**Texte extrait**:

Non, s'autoévaluer via un questionnaire sur Internet ne prouve pas le sérieux d'une démarche RSE.

Non, se baser sur un cahier des charges souple ne justifie pas une démarche RSE.

Non, se targuer d'une amélioration continue sans mesurer ses résultats n'inscrit pas l'organisation dans une démarche RSE.

Non, tous les labels RSE ne se valent pas !

Ils sont pourtant nombreux... La crise sanitaire a encore renforcé la place de la responsabilité sociétale des entreprises (RSE) au cœur des préoccupations des Français. Plus que jamais, consommateurs et investisseurs se montrent attentifs à ces questions. Éthique, responsabilité, durabilité : ces 3 thèmes s'imposent progressivement à tous les échelons de la société. Mouvement de fond dont nous ne pouvons que nous réjouir.

**Données**:
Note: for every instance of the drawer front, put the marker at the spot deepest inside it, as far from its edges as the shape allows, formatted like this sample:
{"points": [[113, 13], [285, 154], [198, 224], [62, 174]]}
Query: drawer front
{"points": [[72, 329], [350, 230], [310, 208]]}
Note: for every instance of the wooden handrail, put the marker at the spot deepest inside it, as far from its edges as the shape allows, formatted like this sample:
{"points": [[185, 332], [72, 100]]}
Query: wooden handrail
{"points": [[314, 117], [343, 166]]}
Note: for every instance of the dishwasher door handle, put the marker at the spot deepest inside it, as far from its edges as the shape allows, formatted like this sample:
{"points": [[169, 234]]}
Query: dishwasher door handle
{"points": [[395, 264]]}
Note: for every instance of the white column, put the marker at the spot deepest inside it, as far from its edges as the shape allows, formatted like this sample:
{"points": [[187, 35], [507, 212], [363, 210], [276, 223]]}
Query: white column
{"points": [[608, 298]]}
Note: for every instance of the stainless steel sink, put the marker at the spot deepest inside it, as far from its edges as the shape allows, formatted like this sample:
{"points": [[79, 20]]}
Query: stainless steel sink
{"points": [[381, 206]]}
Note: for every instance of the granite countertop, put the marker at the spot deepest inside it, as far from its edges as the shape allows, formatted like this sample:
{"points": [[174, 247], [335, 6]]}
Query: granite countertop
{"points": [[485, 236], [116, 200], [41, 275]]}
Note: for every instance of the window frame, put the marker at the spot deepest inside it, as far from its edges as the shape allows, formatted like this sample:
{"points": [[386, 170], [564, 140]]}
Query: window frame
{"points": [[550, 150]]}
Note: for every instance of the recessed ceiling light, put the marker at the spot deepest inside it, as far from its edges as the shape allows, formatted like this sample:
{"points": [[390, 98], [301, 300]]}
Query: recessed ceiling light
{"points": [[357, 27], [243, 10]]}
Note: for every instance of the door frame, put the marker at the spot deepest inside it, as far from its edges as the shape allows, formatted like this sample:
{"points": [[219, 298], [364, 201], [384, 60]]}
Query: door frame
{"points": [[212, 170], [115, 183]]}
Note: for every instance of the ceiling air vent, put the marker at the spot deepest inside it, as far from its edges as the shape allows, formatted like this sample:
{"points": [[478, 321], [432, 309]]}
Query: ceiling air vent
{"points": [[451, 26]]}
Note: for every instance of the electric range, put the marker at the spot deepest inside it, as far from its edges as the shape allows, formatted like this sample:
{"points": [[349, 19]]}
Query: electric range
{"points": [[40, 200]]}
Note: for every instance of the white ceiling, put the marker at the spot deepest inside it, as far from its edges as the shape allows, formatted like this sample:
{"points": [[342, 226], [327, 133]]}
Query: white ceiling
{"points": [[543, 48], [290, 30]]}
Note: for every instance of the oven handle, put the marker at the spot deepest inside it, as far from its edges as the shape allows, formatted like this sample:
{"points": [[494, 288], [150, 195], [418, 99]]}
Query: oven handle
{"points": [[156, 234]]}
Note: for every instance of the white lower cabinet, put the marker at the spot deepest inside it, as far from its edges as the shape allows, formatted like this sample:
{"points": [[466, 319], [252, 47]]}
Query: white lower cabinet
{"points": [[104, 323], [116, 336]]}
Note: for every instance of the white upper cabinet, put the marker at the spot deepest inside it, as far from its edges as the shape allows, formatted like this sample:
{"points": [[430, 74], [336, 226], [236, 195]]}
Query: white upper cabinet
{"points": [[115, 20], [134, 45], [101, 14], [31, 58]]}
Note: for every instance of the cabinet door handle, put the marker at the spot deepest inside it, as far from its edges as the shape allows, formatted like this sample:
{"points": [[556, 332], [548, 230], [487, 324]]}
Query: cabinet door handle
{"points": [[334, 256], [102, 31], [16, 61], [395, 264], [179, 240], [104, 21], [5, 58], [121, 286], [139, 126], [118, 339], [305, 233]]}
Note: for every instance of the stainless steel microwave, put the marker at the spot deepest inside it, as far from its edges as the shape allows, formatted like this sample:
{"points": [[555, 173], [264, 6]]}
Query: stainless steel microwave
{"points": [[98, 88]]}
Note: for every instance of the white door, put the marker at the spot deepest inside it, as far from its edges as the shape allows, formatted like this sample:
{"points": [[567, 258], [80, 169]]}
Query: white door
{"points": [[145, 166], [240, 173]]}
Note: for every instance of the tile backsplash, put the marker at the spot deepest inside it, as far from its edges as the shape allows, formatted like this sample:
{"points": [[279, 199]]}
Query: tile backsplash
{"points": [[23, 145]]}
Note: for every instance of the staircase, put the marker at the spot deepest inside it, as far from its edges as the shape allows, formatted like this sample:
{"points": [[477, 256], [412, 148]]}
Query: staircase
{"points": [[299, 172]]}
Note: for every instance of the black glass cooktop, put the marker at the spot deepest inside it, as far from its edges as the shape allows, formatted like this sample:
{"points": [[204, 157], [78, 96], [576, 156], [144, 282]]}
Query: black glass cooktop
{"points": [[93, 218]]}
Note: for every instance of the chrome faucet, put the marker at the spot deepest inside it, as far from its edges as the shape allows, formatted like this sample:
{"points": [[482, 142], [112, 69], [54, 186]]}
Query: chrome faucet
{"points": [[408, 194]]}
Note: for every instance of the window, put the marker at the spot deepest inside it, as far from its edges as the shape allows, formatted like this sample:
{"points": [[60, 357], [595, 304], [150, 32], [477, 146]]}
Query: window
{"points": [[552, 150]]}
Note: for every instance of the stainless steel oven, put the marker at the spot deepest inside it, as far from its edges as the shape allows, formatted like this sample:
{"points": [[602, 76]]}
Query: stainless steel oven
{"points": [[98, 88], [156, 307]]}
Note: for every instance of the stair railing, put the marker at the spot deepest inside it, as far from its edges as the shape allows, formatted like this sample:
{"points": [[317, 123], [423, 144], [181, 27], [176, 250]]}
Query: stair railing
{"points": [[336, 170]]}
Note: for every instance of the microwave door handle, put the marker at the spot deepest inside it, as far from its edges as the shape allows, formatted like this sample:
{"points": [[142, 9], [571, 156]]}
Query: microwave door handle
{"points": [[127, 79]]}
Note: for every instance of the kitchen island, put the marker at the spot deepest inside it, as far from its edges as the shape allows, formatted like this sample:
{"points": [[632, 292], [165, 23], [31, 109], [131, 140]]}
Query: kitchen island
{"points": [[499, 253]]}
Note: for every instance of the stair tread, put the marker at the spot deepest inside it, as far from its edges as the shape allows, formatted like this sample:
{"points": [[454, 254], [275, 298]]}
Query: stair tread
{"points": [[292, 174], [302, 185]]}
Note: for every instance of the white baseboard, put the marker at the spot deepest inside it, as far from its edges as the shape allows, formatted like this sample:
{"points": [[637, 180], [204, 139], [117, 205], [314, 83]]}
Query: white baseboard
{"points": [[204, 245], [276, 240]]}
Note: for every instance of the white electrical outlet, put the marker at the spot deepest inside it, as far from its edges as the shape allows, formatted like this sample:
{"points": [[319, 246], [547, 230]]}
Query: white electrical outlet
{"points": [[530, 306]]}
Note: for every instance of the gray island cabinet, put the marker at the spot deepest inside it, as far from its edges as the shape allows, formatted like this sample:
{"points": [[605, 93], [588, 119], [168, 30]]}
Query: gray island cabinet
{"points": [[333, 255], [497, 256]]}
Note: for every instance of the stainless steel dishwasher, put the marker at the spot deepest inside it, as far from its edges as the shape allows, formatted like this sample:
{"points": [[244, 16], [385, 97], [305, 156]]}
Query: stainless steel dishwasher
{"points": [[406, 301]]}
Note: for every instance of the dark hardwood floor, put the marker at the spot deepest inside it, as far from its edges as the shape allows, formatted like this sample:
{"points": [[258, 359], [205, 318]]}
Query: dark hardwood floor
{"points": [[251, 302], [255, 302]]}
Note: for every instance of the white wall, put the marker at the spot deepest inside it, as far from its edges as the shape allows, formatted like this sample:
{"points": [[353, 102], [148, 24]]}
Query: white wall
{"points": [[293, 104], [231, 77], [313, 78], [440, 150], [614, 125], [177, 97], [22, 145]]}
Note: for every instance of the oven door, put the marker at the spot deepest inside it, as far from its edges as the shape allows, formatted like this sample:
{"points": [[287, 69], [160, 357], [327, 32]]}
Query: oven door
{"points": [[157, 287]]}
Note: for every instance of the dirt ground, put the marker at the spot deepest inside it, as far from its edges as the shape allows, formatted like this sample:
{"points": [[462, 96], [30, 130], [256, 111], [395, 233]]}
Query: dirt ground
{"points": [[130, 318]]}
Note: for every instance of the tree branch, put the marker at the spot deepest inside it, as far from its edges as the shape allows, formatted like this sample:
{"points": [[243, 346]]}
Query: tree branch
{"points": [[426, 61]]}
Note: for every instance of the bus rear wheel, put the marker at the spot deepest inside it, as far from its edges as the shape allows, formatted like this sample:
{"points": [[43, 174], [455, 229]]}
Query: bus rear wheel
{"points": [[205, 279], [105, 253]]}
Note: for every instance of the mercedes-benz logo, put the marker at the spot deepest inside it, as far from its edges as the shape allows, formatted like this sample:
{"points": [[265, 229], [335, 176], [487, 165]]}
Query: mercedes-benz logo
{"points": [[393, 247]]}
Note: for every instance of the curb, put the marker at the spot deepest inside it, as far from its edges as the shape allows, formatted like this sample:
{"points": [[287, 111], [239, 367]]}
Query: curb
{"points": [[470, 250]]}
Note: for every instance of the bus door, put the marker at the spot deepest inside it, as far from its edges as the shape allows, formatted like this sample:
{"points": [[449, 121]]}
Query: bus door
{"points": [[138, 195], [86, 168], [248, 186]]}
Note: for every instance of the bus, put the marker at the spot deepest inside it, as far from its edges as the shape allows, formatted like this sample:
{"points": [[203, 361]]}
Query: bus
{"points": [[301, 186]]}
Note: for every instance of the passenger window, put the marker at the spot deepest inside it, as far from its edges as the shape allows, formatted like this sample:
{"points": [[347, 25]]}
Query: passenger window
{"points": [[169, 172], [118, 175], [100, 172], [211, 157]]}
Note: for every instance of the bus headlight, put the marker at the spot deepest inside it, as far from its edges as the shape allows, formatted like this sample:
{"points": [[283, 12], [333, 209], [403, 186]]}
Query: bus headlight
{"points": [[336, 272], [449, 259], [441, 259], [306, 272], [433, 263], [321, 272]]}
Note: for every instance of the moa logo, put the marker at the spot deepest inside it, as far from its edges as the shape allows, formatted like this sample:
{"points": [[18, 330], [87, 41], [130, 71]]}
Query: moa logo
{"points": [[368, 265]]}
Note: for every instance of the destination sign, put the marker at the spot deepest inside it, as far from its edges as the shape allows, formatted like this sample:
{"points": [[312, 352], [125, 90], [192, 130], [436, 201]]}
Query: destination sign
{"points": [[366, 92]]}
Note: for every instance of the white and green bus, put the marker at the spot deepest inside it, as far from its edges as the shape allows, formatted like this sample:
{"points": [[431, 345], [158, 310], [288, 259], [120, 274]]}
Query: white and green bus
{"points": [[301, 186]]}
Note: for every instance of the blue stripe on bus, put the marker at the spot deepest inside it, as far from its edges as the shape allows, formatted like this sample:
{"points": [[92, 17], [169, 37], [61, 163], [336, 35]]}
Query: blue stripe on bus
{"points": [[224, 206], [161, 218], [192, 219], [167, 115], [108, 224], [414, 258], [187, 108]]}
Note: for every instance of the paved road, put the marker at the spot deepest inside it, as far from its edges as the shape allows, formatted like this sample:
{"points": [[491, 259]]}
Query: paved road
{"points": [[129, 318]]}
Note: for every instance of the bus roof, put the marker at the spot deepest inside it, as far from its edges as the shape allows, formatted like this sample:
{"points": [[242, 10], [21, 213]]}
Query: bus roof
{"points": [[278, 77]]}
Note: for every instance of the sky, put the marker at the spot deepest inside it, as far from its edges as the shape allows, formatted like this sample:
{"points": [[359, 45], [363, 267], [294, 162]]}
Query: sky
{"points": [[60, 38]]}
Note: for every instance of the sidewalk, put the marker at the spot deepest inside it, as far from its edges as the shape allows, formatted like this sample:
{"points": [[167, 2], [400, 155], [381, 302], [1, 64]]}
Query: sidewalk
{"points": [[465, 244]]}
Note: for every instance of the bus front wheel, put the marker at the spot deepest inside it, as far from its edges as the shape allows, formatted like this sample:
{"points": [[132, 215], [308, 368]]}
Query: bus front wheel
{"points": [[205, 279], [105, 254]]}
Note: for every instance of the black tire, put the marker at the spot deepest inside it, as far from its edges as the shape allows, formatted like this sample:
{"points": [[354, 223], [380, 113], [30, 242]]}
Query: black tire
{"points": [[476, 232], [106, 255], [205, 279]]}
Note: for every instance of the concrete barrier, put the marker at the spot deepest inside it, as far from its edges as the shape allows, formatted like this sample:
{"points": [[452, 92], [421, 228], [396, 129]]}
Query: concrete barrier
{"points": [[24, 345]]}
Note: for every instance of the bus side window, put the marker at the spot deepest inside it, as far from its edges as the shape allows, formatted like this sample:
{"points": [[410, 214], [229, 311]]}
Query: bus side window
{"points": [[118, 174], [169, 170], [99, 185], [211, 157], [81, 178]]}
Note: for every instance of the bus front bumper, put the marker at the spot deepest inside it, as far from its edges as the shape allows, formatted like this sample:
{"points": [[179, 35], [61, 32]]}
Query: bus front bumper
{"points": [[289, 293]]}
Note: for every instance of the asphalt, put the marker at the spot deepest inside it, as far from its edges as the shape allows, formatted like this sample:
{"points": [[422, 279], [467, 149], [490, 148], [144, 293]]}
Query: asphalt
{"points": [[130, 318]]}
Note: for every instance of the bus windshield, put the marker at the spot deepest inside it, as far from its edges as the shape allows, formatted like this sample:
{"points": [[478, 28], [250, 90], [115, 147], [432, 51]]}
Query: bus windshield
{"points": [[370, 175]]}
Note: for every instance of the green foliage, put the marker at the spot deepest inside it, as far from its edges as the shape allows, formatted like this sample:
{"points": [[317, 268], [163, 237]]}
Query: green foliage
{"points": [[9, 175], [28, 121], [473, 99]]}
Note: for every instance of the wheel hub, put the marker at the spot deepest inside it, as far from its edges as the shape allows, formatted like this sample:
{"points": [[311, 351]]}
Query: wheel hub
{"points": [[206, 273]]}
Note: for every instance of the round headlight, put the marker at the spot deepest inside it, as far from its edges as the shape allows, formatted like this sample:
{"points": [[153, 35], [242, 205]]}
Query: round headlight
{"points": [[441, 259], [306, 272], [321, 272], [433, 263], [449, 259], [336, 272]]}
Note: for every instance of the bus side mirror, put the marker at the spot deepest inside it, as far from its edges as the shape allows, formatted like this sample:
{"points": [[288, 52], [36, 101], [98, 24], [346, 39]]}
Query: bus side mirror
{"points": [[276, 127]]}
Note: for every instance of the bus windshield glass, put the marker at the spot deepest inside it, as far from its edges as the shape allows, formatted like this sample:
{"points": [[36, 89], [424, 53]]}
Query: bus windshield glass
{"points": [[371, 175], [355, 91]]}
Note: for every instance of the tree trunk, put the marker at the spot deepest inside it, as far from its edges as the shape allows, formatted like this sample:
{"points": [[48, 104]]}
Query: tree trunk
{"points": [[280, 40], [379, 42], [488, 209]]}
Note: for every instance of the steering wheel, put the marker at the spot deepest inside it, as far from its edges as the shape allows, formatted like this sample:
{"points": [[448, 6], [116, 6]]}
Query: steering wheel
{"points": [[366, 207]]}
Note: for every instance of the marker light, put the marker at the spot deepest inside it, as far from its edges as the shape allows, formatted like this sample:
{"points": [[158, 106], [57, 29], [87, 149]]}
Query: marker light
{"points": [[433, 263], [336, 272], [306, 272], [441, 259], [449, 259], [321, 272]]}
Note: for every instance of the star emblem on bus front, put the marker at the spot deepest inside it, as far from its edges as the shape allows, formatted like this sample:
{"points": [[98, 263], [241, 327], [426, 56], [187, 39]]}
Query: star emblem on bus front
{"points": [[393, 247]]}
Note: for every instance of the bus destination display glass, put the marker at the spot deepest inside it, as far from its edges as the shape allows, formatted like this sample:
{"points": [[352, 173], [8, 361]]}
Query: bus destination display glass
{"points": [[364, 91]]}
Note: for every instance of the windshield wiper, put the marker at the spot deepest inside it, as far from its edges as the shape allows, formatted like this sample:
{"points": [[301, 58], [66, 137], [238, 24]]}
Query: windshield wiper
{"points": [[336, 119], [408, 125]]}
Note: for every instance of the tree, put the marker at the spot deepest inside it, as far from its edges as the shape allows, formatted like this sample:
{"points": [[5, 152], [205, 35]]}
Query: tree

**Travail demandé**:
a – Selon le texte sur les labels RSE, qu'est-ce qui a encore renforcé la place de la RSE dans les préoccupations des Français ?
b – Poursuivez le texte sur les labels RSE après sa dernière phrase, s'il vous plaît.

**Corrigé des exercices**:
a – La crise sanitaire.

b –
Et les entreprises l'ont bien compris. Afficher une image respectueuse de l'Homme et de l'environnement devient incontournable pour assurer son développement économique. Mais les actes contredisent parfois les paroles... Face à la profusion de labels censés estampiller la vertu des organisations, certaines s'engouffrent dans la brèche du greenwashing. Et il devient de plus en plus difficile d'évaluer la crédibilité et la robustesse des actions engagées.

Les 3 piliers d'un label RSE robuste

Un label RSE robuste s'appuie sur 3 piliers.

D'abord, un cahier des charges pertinent, dans lequel sont précisément détaillés les critères pris en compte. Les pratiques menées et les résultats obtenus doivent y être clairement énoncés pour établir les liens de cause à effet et déterminer quels sont concrètement les bénéfices obtenus. Mondialement reconnue, la norme volontaire ISO 26000 sur la responsabilité sociétale s'intéresse exclusivement à ces questions. Ce texte de référence fixe les lignes directrices d'un comportement socialement responsable et respectueux de l'environnement, avec un gain de performance à la clef.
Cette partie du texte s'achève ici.